• Prompt A
Answer these from the opinion piece on Merkel and the Greek bailout:
(i) In which German state were Merkel's party and its coalition allies defeated in regional elections?
(ii) Which country's insurance companies does the piece say invested heavily in Greece?
(iii) Which five countries does the writer say should receive no bailout?
• Prompt B
Write out the stretch of the opinion piece on Merkel and the Greek bailout that opens with "And the Greeks?" and stops after "of the Euro.", keeping every word and mark unchanged.

• Reading text
━━━━━━━━━━

I told you so!
German Chancellor Angela Merkel’s party and its coalition allies have been defeated in regional elections in North Rhine-Westphalia.
German Chancellor Merkel appears to have lost the state vote in NRW and may see her control of parliament reduced or eliminated. It’s her own fault.
Germany and in particular NRW (the industrial powerhouse of Germany) are in a serious economic situation with enforced cuts left, right and centre and yet she has loaned (aka given) billions to feckless, idle, corrupt and shambolic Greece.
The Germans have had to tighten their belts and are still paying vast sums to bring East Germany up to speed, yet Merkel feels she can fritter away her people’s money to “save the euro“. It won’t save Greece or the euro.
The Greeks fully deserve to go bankrupt and are incapable of complying with the degree of “cuts” the Germans are demanding. Other European countries will lose money if Greece defaults. Tough.
Better to suffer a one-off loss than an endless shelling-out into a black hole. No bailout of Greece, Portugal, Spain, Ireland or Britain. Did the PEOPLE of ANY of the rest of EU countries have ANY say in this at all?
It seems the French pushed hard for a bailout. What a coincidence that some of their insurance companies have invested heavily in Greece. TOO BAD. Greece’s problems have been well-known for years; which moron poured billions into their black-hole, retire-at-53, inherit-your-sister’s-pension, go-to-work-if-you-feel-like-it economy?
And the Greeks? They seem to feel it is the fault of the REST of us that they have to make cuts. Was a reality check ever more fully needed? Sadly, but inevitably, there will be social breakdown in Greece from which something new will emerge. What that is, one cannot say, but I do not believe it can include membership of the Euro.

━━━━━━━━━━

• Raw data
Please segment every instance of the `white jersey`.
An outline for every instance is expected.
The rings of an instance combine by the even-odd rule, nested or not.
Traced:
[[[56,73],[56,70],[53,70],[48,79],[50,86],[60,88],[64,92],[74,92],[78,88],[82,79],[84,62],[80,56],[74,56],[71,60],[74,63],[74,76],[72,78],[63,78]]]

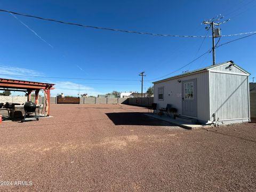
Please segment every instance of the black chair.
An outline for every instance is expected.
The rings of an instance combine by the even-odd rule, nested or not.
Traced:
[[[163,112],[166,112],[167,115],[170,116],[170,114],[169,114],[170,112],[170,109],[172,107],[172,106],[171,104],[167,104],[166,107],[164,108],[162,107],[159,110],[160,111],[160,116],[162,116],[162,115],[163,114]]]
[[[156,106],[157,105],[157,103],[153,103],[152,105],[151,105],[151,107],[149,107],[148,108],[148,113],[149,113],[149,110],[150,110],[150,112],[152,113],[152,110],[154,111],[155,110],[156,110]]]

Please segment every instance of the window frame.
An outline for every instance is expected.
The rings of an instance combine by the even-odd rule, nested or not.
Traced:
[[[159,91],[162,90],[162,93],[159,93]],[[159,98],[159,94],[162,94],[163,95],[163,98],[160,99]],[[162,86],[161,87],[159,87],[157,89],[157,99],[158,99],[159,101],[163,101],[164,100],[164,86]]]
[[[192,88],[191,87],[191,86],[189,86],[187,87],[186,87],[186,84],[188,85],[189,84],[189,85],[190,85],[191,84],[192,84]],[[192,92],[190,92],[189,93],[188,93],[188,94],[191,94],[191,93],[192,93],[192,95],[193,95],[193,98],[186,98],[186,89],[187,89],[187,91],[191,91],[191,90],[192,90]],[[184,99],[186,99],[186,100],[193,100],[194,99],[194,82],[193,81],[191,81],[191,82],[185,82],[184,83]]]

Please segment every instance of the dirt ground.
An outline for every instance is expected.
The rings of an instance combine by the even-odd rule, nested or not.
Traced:
[[[3,122],[0,191],[256,191],[256,124],[187,130],[147,111],[52,105],[53,117]]]

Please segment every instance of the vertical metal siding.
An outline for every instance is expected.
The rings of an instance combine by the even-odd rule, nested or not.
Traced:
[[[246,74],[245,73],[242,71],[239,68],[237,68],[236,66],[231,66],[231,70],[229,70],[229,64],[230,63],[227,63],[226,65],[224,65],[220,67],[216,67],[215,68],[213,68],[211,70],[216,71],[234,73],[238,73],[241,74]]]
[[[211,120],[213,113],[221,120],[249,118],[248,77],[214,72],[210,76]]]
[[[178,109],[178,113],[182,114],[182,82],[178,80],[187,81],[197,79],[197,117],[199,120],[207,121],[210,119],[209,79],[209,71],[192,74],[185,77],[178,77],[169,81],[154,84],[154,102],[157,103],[157,108],[165,107],[170,103]],[[164,86],[164,100],[158,100],[157,90]]]

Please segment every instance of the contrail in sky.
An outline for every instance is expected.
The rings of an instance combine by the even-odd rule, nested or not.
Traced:
[[[76,67],[77,67],[77,68],[80,69],[81,70],[83,70],[83,69],[81,68],[80,67],[79,67],[78,65],[76,66]]]
[[[53,46],[52,46],[52,45],[51,45],[50,43],[49,43],[47,42],[46,42],[45,40],[44,40],[43,38],[42,38],[40,36],[38,35],[38,34],[37,34],[36,31],[35,31],[34,30],[33,30],[32,29],[31,29],[30,28],[29,28],[29,27],[28,27],[27,25],[26,25],[25,23],[24,23],[22,21],[21,21],[20,20],[19,20],[16,16],[15,16],[13,14],[11,13],[10,13],[10,14],[11,14],[12,16],[13,16],[13,17],[16,19],[18,21],[19,21],[19,22],[20,22],[20,23],[21,24],[22,24],[24,26],[25,26],[26,27],[27,27],[28,29],[29,29],[31,32],[33,32],[35,35],[36,36],[37,36],[37,37],[38,37],[40,39],[41,39],[42,41],[43,41],[44,42],[45,42],[45,43],[47,43],[48,44],[48,45],[49,45],[52,48],[53,48]]]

━━━━━━━━━━

• Answer section A
(i) North Rhine-Westphalia (NRW).
(ii) France.
(iii) Greece, Portugal, Spain, Ireland and Britain.

• Answer section B
And the Greeks? They seem to feel it is the fault of the REST of us that they have to make cuts. Was a reality check ever more fully needed? Sadly, but inevitably, there will be social breakdown in Greece from which something new will emerge. What that is, one cannot say, but I do not believe it can include membership of the Euro.